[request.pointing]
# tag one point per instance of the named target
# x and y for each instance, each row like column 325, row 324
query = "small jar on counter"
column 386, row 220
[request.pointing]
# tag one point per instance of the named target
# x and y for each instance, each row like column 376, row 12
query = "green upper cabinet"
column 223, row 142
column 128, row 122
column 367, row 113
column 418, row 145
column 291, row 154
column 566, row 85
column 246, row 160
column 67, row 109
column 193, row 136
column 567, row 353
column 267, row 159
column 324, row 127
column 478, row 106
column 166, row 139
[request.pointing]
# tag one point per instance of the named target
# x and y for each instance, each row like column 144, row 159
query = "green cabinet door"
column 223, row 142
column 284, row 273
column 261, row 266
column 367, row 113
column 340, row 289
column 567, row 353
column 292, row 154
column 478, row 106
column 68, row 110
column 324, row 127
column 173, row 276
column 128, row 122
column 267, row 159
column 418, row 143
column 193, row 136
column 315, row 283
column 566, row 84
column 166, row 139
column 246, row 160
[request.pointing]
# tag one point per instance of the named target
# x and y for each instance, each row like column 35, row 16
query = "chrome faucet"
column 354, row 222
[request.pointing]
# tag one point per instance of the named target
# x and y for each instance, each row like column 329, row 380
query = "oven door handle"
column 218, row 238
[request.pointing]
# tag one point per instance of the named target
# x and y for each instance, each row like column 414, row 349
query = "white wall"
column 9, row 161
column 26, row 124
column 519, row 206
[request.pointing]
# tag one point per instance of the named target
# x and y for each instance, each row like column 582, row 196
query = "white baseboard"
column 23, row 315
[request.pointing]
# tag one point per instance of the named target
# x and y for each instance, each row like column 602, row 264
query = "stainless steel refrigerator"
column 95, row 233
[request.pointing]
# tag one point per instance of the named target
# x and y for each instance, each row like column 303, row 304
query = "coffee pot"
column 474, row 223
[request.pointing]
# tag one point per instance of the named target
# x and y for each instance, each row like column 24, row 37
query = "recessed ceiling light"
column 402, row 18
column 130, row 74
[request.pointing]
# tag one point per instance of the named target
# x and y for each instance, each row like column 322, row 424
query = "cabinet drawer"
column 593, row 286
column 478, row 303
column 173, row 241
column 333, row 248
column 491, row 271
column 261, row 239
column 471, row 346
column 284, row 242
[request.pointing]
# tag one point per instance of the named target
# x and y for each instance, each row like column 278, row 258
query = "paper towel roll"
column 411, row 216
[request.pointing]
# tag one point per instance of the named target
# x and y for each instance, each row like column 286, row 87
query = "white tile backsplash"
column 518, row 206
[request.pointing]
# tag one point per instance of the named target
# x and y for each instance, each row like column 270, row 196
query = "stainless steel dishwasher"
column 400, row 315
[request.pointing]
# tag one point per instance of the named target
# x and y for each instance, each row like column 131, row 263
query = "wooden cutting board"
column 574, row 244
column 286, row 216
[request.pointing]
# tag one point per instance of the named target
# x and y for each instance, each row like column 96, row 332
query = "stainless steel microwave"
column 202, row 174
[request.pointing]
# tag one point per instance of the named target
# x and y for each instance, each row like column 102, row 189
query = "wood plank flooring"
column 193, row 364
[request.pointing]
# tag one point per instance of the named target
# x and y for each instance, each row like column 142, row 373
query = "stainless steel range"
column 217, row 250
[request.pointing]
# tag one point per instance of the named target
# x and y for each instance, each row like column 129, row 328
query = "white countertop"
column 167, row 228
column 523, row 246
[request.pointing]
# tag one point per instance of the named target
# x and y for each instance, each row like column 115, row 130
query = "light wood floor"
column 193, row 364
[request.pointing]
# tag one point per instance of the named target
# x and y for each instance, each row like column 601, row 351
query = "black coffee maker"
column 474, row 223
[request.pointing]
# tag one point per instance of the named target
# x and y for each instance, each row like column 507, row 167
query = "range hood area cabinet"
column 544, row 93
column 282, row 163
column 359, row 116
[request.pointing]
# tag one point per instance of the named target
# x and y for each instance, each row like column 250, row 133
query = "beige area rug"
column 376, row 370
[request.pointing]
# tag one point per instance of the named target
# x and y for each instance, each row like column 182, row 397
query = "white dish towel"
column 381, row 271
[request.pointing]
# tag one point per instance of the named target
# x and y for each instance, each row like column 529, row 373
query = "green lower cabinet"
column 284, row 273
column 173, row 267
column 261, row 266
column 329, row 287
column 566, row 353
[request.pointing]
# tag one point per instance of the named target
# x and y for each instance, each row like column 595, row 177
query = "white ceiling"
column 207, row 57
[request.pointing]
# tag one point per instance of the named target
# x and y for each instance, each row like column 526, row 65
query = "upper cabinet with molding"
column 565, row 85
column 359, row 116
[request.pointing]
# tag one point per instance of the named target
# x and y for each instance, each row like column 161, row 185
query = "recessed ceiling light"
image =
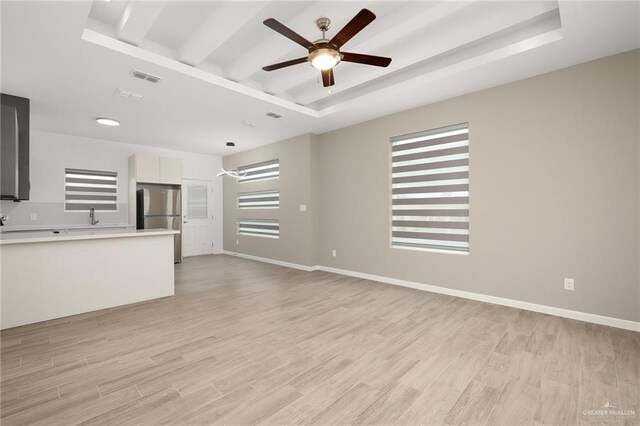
column 107, row 121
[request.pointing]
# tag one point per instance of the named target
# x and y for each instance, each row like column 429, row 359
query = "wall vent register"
column 259, row 199
column 87, row 189
column 268, row 228
column 260, row 171
column 430, row 189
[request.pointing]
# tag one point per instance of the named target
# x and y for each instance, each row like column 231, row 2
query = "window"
column 430, row 189
column 86, row 189
column 261, row 171
column 259, row 200
column 269, row 228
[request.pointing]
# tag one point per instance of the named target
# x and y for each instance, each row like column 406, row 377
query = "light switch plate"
column 568, row 284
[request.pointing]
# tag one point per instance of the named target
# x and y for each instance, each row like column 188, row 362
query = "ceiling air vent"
column 129, row 95
column 145, row 76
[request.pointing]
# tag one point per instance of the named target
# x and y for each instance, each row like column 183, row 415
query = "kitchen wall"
column 554, row 190
column 298, row 242
column 51, row 153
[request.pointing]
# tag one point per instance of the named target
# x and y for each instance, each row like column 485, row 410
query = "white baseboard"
column 272, row 261
column 560, row 312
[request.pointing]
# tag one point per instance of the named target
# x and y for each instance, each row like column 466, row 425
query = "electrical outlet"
column 568, row 284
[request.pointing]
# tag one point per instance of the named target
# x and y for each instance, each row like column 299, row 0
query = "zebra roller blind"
column 86, row 189
column 261, row 171
column 269, row 228
column 259, row 200
column 430, row 189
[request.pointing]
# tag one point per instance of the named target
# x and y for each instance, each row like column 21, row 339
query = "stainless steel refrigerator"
column 160, row 207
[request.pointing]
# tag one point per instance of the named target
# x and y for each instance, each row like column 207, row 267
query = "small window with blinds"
column 260, row 171
column 259, row 200
column 430, row 189
column 268, row 228
column 86, row 189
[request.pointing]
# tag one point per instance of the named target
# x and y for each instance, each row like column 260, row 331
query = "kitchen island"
column 49, row 274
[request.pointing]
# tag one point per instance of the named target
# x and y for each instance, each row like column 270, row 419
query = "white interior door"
column 197, row 217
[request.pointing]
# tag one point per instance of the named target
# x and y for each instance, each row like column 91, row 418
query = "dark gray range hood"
column 14, row 148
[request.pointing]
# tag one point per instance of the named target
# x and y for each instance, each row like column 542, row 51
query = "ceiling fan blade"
column 327, row 78
column 285, row 64
column 289, row 33
column 378, row 61
column 361, row 20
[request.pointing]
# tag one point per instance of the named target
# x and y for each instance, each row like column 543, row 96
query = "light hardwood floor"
column 244, row 342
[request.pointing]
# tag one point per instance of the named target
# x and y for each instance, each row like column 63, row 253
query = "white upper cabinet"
column 148, row 168
column 170, row 170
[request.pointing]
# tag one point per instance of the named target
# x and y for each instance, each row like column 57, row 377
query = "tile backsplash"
column 53, row 214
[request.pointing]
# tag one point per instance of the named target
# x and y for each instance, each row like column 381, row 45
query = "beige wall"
column 298, row 242
column 554, row 192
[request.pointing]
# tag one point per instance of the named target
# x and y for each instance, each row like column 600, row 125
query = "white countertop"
column 71, row 234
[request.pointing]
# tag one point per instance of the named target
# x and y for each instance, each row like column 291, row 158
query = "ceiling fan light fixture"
column 324, row 59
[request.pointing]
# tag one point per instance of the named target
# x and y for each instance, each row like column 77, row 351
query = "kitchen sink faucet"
column 92, row 216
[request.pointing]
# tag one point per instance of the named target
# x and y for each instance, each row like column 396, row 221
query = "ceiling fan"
column 325, row 54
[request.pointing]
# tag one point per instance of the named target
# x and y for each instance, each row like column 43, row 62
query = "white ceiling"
column 70, row 57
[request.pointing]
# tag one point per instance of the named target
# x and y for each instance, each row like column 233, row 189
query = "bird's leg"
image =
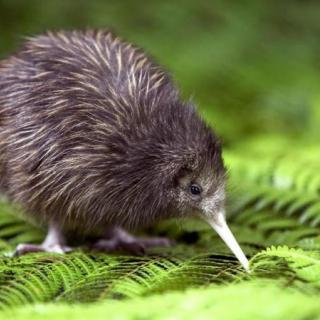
column 118, row 239
column 54, row 242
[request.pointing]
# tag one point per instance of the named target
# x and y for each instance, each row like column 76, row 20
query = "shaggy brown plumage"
column 94, row 134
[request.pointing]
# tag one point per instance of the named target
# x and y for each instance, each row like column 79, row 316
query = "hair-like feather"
column 93, row 133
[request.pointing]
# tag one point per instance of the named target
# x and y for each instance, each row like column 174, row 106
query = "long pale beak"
column 218, row 223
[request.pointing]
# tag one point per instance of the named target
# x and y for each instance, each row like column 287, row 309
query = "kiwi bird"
column 94, row 137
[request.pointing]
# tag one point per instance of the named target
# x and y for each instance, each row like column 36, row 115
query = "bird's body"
column 93, row 135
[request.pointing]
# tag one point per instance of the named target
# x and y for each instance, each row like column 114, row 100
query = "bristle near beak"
column 218, row 223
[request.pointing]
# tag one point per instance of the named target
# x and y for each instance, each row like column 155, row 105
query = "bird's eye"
column 195, row 189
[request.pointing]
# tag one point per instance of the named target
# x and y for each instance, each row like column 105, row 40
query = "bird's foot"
column 120, row 240
column 54, row 242
column 24, row 248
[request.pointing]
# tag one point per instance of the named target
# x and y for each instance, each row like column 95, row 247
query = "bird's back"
column 69, row 102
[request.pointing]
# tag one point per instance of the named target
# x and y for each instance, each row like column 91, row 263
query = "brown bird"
column 94, row 138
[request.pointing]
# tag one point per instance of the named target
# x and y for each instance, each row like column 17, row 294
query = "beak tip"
column 221, row 227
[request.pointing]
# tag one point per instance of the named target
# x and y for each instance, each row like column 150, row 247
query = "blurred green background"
column 251, row 66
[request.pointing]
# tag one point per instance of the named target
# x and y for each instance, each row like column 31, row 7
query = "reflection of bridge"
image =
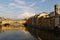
column 35, row 31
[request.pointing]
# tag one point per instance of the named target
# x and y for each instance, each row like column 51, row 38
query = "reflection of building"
column 46, row 20
column 55, row 16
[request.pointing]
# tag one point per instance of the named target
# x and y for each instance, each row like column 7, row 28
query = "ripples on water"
column 16, row 35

• **DESCRIPTION OF THE TASK**
Beginning with the first line of the records above, reproduce each line exactly, ending at the line that contains "144, row 159", and leave out everything else.

• **RESULT OF THE TASK**
[request.pointing]
# tag one point per instance of the named target
# x and y for each instance, each row like column 325, row 324
query = "small jar on counter"
column 386, row 220
[request.pointing]
# tag one point per instance of the named target
# x and y for each instance, each row like column 376, row 12
query = "green upper cabinet"
column 223, row 142
column 128, row 122
column 367, row 113
column 418, row 145
column 291, row 154
column 566, row 85
column 246, row 160
column 67, row 109
column 193, row 136
column 567, row 353
column 267, row 159
column 324, row 127
column 478, row 106
column 166, row 139
[request.pointing]
# tag one point per instance of the named target
# x and y for each instance, each row like column 144, row 159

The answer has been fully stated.